(Document passage):
= = = = = = =
The following pictures depict the reward of the wall for each situation:
Alt Text Alt Text

Notice that the reward of the wall is -9,999; that score forces the player not to walk through the wall.

The following code is the choose_action function in PacMo version 1.6.

def choose_action(curr_coord, grid, last):
   possible_actions = get_possible_action(get_block_index(curr_coord), grid)
   if curr_coord not in q_table:
      q_table[curr_coord] = {}
    
    for direction, coord in possible_actions:
      if direction not in q_table[curr_coord]:
         q_table[curr_coord][direction] = [0, coord]
    
    tol = 0.0001    
    rnd = random.random()    
    if last[1] != "" and last[1] in q_table[curr_coord]:        
      if q_table[last[0]][last[1]][0] >= 0 and q_table[curr_coord][last[1]][0] >= 0:            
         for i in range(len(possible_actions)):                
            if possible_actions[i][0] == last[1]:                    
               return possible_actions[i]
    
    if rnd < epsilon:        
      a = random.randint(0, len(possible_actions) - 1)
= = = = = = =
(Data extract):
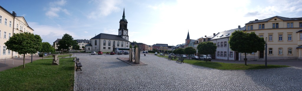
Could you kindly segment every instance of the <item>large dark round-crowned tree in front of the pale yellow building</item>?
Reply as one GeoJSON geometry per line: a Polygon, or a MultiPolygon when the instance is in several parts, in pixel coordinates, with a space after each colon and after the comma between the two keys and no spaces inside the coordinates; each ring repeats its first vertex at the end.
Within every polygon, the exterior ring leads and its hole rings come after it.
= = = = = = =
(Check your understanding):
1) Name every parameter of the choose_action function in the PacMo excerpt.
2) Please set down the stretch of the PacMo excerpt from "for direction, coord" through "rnd = random.random()".
The material is separate from the PacMo excerpt.

(Answers for the tasks):
1) curr_coord, grid, last

2)
for direction, coord in possible_actions:
      if direction not in q_table[curr_coord]:
         q_table[curr_coord][direction] = [0, coord]
    
    tol = 0.0001    
    rnd = random.random()